- _Stated goal_
Transcribe every one of the lines below word for word, changing no character.

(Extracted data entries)
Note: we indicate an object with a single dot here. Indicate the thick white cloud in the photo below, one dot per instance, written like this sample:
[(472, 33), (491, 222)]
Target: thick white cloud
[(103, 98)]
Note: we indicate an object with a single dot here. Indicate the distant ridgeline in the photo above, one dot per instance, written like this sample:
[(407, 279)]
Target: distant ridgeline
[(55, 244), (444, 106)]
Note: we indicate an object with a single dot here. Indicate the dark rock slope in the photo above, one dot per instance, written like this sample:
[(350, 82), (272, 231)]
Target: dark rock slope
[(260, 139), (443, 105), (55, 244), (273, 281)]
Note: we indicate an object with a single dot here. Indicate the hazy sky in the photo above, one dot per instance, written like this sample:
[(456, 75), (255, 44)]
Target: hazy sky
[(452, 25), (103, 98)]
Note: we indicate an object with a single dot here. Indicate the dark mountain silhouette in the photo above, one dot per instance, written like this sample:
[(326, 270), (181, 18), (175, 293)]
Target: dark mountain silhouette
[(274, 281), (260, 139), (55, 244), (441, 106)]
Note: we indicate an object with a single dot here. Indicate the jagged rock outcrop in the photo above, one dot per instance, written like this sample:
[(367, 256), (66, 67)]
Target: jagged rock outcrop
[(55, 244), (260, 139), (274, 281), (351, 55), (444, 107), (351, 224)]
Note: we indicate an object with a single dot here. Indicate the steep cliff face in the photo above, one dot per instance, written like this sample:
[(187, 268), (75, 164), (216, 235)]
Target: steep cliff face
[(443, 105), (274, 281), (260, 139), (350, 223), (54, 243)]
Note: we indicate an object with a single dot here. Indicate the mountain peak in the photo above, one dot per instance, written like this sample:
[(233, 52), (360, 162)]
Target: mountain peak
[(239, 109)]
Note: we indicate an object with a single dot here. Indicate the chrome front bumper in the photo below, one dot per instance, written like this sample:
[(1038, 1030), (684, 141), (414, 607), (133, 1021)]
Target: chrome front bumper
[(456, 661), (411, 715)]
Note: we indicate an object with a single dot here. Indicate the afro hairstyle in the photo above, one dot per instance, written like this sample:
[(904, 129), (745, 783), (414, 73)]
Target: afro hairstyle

- _Task output_
Note: we indicate an object with a single dot here. Indicate the thick white cloud in the photo below, one dot per instance, written like this sample:
[(472, 33), (491, 222)]
Target: thick white cloud
[(103, 98)]
Note: we indicate an object with a single dot here. Indicate the distant ridgeline in the photo above, one dot per instance, written like this sample:
[(407, 279)]
Target: distant ridgeline
[(55, 244), (444, 106)]
Note: we indicate an object with a single dot here. Indicate the dark rock slope in the photo above, one dot per instance, written like this sample:
[(350, 82), (272, 231)]
Target: dark rock slope
[(260, 139), (443, 105), (55, 244), (273, 281)]
Note: we indicate an object with a single dot here. Indicate the hazy sky in the photo above, one dot per instance, written like this sample:
[(456, 75), (255, 44)]
Target: hazy sky
[(452, 25), (103, 98)]
Note: we indicate an object with a single dot here. Indicate the dark mountain silhouette in the photo above, one dot per instance, written like this sample:
[(326, 270), (181, 18), (175, 293)]
Target: dark mountain silhouette
[(274, 281), (260, 139), (55, 244), (441, 106)]
Note: we indicate an object with a single dot here. Indicate the jagged rock outcrop in the photo above, one dot per instance, written like this sample:
[(367, 256), (66, 67)]
Target: jagged rock outcrop
[(55, 244), (260, 139), (274, 281), (351, 55), (444, 107), (351, 224)]
Note: we indicate an object with a single dot here. Indicate the steep cliff face in the photo above, one dot per instance, written like this sample:
[(187, 268), (75, 164), (216, 235)]
Target: steep cliff face
[(443, 105), (274, 281), (260, 139), (350, 223), (54, 243)]
Note: we indicate an object with a single dot here. Indicate the mountain peak in the photo above, one dot per instance, written like this sample:
[(233, 52), (360, 162)]
Target: mountain peak
[(239, 109)]
Note: we indicate an object with a single dot here. Indicate the chrome front bumper in the photo below, one dot per instance, written like this sample:
[(1038, 1030), (684, 141), (414, 607), (133, 1021)]
Target: chrome front bumper
[(456, 661), (411, 715)]
Note: we indicate an object with a single dot here. Indicate the afro hairstyle in the photo above, one dot per instance, written like this sample:
[(904, 129), (745, 783), (414, 73)]
Target: afro hairstyle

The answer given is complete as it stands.